» **Document excerpt**:

* start *

# [Wet Thumb Forum]-Dissolveing CO2 in a HOB filter, is it possible?



## Rob A (Jun 26, 2003)

Hi folks. I'm trying to learn about getting a planted tank up and running. I loaned out a tank and should be getting it back soon I hope. This will be my planted tank.

Anyway, all I'll have for it will be a HOB filter. I'm planning on putting a canister filter on it when I can. Untill then it's a HOB. 

Is there a way to dissolve the CO2 into the water in the HOB? Maybe running a tube under a sponge on the bottom of the filter? At first I'll be using a DIY CO2 generator. Maybe pressure system later.

Thanks,

Rob A
30 gal hex community
30 gal african cichlid, 4 saulosi


----------



## Rob A (Jun 26, 2003)

Hi folks. I'm trying to learn about getting a planted tank up and running. I loaned out a tank and should be getting it back soon I hope. This will be my planted tank.

Anyway, all I'll have for it will be a HOB filter. I'm planning on putting a canister filter on it when I can. Untill then it's a HOB. 

Is there a way to dissolve the CO2 into the water in the HOB? Maybe running a tube under a sponge on the bottom of the filter? At first I'll be using a DIY CO2 generator. Maybe pressure system later.

Thanks,

Rob A
30 gal hex community
30 gal african cichlid, 4 saulosi


----------



## Justin Fournier (Jan 27, 2004)

IMO, Your best shot will be going with your idea of bubling the C02 into a sponge pre-filter at a low rate. If you go too fast, it will airlock that badboy and if you go too slow it will not give you enough ppm. Thinking about it, if you bubble the co2 into the bottom of say an aquaclear, through some sponges, you may get great results. What HOB do you have?


----------



## Rob A (Jun 26, 2003)

I've got two Whisper power filters sitting in a closet. There is an extra Penguin (125 I think?) laying around somewhere..... Might look at an aquclear. I have a Fluval 303 cannister that needs a part. When I can get it, that is the one I'll be using.

* end *

Coordinate labeling data

* start *

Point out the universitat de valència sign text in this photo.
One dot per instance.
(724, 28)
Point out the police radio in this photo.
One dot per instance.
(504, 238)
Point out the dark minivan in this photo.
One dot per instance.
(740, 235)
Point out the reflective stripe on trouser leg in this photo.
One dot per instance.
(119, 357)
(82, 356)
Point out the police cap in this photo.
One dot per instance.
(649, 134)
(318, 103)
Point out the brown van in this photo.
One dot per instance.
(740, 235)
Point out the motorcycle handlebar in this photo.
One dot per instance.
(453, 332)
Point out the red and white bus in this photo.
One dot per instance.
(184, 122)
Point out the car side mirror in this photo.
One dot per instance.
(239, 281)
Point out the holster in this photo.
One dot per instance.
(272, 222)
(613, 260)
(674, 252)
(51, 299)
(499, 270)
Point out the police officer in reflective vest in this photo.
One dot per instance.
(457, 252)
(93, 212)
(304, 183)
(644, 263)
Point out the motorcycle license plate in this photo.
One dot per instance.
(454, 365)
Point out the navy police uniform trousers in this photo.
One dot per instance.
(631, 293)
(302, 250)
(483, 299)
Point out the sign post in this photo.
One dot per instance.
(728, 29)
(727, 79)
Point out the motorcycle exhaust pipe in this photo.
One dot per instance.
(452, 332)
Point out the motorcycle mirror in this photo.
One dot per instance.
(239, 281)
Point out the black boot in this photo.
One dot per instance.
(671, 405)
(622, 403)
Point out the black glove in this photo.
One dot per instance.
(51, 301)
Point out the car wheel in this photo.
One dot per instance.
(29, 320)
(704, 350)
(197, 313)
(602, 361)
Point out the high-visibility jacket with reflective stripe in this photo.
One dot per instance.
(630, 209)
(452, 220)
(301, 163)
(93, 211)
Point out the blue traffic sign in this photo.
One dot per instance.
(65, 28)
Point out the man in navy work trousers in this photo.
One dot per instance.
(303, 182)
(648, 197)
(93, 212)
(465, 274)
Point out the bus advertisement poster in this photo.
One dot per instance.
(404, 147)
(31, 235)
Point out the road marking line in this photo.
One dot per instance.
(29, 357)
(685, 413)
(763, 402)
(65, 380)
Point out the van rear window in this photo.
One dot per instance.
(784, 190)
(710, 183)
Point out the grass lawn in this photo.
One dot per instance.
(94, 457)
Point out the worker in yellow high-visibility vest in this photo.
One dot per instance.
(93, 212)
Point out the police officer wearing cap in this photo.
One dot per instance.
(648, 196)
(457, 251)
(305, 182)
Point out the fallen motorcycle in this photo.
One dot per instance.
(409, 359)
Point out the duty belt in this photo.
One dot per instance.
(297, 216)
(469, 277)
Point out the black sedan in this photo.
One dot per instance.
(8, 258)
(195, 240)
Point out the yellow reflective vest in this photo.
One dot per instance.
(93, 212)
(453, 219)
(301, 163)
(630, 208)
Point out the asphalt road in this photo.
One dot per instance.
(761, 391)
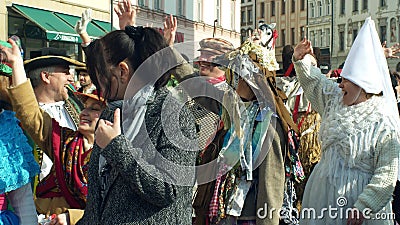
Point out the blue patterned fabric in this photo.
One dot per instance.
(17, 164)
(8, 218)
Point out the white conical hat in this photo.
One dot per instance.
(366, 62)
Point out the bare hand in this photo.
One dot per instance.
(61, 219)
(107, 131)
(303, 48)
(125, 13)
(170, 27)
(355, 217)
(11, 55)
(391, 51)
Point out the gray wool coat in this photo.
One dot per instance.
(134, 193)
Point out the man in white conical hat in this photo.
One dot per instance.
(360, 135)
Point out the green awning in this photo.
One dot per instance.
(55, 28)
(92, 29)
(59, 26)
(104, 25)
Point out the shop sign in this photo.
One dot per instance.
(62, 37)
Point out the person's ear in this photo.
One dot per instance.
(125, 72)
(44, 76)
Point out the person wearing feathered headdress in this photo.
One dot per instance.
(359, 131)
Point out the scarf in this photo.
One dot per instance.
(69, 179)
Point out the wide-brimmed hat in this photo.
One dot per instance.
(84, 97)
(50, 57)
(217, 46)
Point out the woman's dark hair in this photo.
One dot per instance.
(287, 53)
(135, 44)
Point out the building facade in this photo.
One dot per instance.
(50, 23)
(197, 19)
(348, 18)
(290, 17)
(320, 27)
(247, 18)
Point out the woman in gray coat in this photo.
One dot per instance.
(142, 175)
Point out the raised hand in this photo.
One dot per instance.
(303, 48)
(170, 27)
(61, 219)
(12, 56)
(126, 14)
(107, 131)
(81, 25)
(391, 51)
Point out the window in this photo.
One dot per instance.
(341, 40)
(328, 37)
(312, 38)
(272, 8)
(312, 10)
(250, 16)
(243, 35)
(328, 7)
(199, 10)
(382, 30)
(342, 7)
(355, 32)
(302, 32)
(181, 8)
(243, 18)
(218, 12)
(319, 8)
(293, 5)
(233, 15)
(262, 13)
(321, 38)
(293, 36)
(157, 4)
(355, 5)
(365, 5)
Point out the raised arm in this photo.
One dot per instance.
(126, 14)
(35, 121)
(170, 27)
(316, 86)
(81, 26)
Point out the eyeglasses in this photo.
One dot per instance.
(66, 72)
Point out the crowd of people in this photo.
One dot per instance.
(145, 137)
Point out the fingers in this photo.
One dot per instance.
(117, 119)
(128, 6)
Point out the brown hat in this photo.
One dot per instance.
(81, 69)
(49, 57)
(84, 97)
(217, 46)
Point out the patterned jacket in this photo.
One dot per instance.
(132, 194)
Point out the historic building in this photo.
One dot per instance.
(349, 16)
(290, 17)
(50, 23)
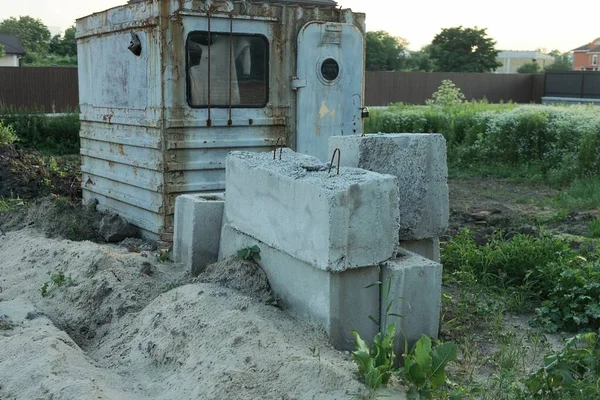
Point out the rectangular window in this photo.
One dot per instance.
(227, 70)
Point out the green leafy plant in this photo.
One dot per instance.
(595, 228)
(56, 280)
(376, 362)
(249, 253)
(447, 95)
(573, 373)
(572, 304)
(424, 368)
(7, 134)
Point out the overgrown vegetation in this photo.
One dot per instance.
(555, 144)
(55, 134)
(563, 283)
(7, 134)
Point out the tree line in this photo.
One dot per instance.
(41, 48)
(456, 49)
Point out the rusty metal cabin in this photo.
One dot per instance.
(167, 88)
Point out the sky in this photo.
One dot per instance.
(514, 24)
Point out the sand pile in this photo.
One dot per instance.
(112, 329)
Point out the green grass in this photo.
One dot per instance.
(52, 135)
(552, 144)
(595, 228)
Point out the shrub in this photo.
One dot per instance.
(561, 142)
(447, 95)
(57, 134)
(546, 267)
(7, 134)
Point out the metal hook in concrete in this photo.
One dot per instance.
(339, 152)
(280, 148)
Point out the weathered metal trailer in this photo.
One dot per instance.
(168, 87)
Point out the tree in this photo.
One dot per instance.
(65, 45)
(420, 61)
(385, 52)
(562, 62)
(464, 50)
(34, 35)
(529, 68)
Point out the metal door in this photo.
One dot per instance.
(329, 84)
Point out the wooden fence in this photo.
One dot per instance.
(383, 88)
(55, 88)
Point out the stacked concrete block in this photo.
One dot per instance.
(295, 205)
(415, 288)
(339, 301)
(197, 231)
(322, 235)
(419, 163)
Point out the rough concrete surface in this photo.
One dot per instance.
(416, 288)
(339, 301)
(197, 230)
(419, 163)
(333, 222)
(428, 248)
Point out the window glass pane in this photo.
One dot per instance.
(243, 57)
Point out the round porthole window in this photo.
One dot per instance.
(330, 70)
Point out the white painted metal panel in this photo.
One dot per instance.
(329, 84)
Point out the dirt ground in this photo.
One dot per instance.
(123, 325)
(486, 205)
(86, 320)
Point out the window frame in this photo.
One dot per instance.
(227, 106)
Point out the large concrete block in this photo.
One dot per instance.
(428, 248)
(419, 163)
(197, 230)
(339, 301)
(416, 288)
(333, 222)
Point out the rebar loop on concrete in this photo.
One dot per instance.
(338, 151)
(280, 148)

* end *
* start *

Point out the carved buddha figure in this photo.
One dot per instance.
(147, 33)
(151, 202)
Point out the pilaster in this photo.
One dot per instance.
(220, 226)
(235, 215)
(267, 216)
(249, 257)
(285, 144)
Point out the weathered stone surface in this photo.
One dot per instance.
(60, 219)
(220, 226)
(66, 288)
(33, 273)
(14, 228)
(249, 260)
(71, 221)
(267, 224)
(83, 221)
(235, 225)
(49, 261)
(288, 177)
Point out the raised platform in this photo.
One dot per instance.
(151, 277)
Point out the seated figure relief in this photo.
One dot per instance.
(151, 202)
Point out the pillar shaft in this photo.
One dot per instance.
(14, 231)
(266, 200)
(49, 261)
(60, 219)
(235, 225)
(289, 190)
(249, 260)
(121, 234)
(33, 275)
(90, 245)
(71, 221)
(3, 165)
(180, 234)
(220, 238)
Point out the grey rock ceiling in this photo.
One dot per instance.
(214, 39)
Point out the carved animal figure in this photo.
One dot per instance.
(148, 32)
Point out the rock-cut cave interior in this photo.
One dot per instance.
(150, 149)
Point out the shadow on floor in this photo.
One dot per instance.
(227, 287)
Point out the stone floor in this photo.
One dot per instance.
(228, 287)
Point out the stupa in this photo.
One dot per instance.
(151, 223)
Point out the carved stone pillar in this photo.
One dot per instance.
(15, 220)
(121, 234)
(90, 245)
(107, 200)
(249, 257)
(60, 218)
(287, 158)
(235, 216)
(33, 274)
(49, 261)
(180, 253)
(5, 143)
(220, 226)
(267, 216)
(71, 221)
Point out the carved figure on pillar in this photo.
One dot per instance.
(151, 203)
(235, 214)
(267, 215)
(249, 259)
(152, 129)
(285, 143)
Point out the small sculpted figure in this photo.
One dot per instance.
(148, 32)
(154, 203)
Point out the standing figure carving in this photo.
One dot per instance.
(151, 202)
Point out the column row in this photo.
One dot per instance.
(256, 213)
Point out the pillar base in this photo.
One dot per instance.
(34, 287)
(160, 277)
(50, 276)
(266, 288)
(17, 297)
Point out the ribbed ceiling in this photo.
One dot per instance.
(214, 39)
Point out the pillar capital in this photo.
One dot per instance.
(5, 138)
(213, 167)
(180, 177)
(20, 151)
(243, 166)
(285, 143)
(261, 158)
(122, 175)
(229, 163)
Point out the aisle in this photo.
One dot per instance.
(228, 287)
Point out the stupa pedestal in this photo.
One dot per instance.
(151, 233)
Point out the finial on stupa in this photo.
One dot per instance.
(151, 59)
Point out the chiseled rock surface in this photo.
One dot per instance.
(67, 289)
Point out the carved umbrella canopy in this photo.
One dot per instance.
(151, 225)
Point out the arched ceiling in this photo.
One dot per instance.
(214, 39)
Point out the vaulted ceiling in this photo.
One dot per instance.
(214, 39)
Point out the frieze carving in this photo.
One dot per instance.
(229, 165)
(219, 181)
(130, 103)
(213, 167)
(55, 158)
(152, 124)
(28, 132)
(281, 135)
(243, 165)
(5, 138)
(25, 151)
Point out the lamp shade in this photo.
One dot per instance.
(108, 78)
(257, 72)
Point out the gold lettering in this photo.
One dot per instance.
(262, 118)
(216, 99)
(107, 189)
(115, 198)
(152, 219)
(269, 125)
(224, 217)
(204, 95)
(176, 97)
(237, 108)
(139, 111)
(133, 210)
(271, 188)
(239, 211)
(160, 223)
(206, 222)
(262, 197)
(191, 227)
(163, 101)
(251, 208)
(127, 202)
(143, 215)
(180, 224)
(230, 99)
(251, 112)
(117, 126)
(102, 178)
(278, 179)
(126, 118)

* end *
* start *

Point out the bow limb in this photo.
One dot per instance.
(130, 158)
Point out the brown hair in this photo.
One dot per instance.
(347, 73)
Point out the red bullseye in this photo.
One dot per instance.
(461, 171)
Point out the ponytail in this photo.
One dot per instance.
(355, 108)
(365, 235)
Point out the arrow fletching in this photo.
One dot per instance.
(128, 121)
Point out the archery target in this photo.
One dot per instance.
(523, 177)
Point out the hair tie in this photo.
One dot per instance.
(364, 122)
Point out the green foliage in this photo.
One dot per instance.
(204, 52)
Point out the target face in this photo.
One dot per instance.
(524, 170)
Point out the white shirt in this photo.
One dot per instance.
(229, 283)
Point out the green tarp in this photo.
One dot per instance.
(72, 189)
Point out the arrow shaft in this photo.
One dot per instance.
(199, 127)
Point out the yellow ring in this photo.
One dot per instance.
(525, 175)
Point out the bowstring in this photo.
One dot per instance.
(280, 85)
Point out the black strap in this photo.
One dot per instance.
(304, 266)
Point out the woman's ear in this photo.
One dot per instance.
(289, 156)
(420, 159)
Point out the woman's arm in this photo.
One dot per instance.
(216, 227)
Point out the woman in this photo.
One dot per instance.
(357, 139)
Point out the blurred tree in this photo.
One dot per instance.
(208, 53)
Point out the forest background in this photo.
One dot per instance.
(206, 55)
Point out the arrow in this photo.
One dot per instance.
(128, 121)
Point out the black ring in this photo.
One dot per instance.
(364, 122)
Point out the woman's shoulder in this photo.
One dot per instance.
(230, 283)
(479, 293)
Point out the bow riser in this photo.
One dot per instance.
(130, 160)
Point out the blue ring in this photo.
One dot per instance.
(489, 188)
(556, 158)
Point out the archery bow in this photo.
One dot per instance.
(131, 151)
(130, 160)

* end *

» **Stated problem A**:
In the forum thread, which canister filter does Rob A plan to use once he gets the part it needs?
» **Stated problem B**:
Extract every line of the entries that contains the word "black".
The forum thread and the entries come from separate sources.

» **Expected answer A**:
A Fluval 303.

» **Expected answer B**:
Point out the black boot in this photo.
Point out the black glove in this photo.
Point out the black sedan in this photo.
Point out the black strap in this photo.
Point out the black ring in this photo.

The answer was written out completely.